QUOTED TEXT –
------------------------------
Budismo Tendai, Japón
 biografía
First of all, I’d like to express my sincere appreciation to my dear friends of Comunita di Sant’Egidio (Community of Sant’Egidio) for inviting me to Madrid, a place of history, culture and art.  It is such an honor for me to receive the opportunity to give a speech at a session for ‘The Gathering of Prayer for Peace by World Religious Leaders’ with ‘Peace without Boarder’ as its theme.
 
The theme given to me is ‘Disarming and Non-Violence’. 
 
It’s already 20 years since the beginning of the twenty-first century. With wondrous developments in all fields of technology such as science, the communal net of information has globalized, and the level has become enhanced.  This brought to our world a right that can provide wealth and abundance equally to all sentient beings. Sadly, however, it is not the reality. I must say that sequence of violence and hatred are still continuing, without ending conflicts by military force and the indiscriminate violation of human rights. Meanwhile, the world has been shaken by national policies by those who claim their own national interest and protection, and it has begun to sever the links of the web of mutual understanding. 
 
We often say that human history is the history of wars. It is said that the period of wars is longer than the period without a war on earth. Based on information by the United Nations, over 23 million people are victims of war and conflict which took place in the world during the period of about 50 years since 1945; since after World War II. This figure is twice as much of the 19th century and seven times more than that of the 18th century. War victims and refugees have been increasing in the recent era. The dramatic progress in science and technology has produced weapons of mass destruction, and the savage killing that takes away lives of innocent people and precious living beings.
------------------------------
MATERIAL –
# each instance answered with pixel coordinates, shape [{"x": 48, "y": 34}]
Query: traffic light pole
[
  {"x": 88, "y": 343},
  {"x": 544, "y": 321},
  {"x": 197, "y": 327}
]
------------------------------
EXERCISE TASKS –
1. In the speech on disarming and non-violence, what theme was the speaker given?
2. Copy the speech on disarming and non-violence word for word, between "The theme given" and "of mutual understanding.", inclusive.
3. Write what comes next in the speech on disarming and non-violence, picking up after its final sentence.
The listing comes from a source separate from the speech on disarming and non-violence.

THE REPLIES –
1. The speaker was given the theme "Disarming and Non-Violence."

2.
The theme given to me is ‘Disarming and Non-Violence’. 
 
It’s already 20 years since the beginning of the twenty-first century. With wondrous developments in all fields of technology such as science, the communal net of information has globalized, and the level has become enhanced.  This brought to our world a right that can provide wealth and abundance equally to all sentient beings. Sadly, however, it is not the reality. I must say that sequence of violence and hatred are still continuing, without ending conflicts by military force and the indiscriminate violation of human rights. Meanwhile, the world has been shaken by national policies by those who claim their own national interest and protection, and it has begun to sever the links of the web of mutual understanding.

3.
The archetypal weapon is the atomic bomb. The use of this evil weapon ended the war with Japan, it is known by everyone in the world.  This year is the 74th year since 1945 when, the atomic bomb was dropped in Hiroshima in August 6 and Nagasaki in August 9. During this time, we have kept the memory of how catastrophic the end of the war was (which no one had experienced before) and we have kept these dates as special days for opportunity for an alarm bell and to offer memorial services to console the spirits of the dead, a requiem for victims of the atomic bombs and all of those who died during the war, and to promise peace, renunciation of war and non-violence. This is the origin of August being called ‘the month of prayer.’ Again, this year, we offered prayers together, not only with Japanese, but also with people from around the world. 
 
Mr. Kazumi Matsui, Mayor of Hiroshima City, expressed his concern regarding the current world situation, the stagnation of the abolition of nuclear weapons movement, and he appealed to people of all over the world to listen to voices of hibakusha, the survivors of atomic bombs, in his Peace Declaration on August 6. He quoted a testimony by a male hibakusha who had witnessed the terrible sights right after the bombing at the age of 18. He said “People who I couldn’t tell their genders, pretty much naked with little bit of burnt clothes. People with no hair, eyeballs out of the eye sockets, and lips and ears ripped off. People with skin hanging down from their faces and blood all over the bodies. People, people ….” By talking about their own horrible experiences, [hibakusha] have been playing an important role in communicating [to others] how stupid nuclear weapons are and how precious life is. Mr. Matsui, then, asked his audience if the pleas of those hibakusha who had survived the a-bombs, yet had sustained serious physical and mental wounds, have reached them.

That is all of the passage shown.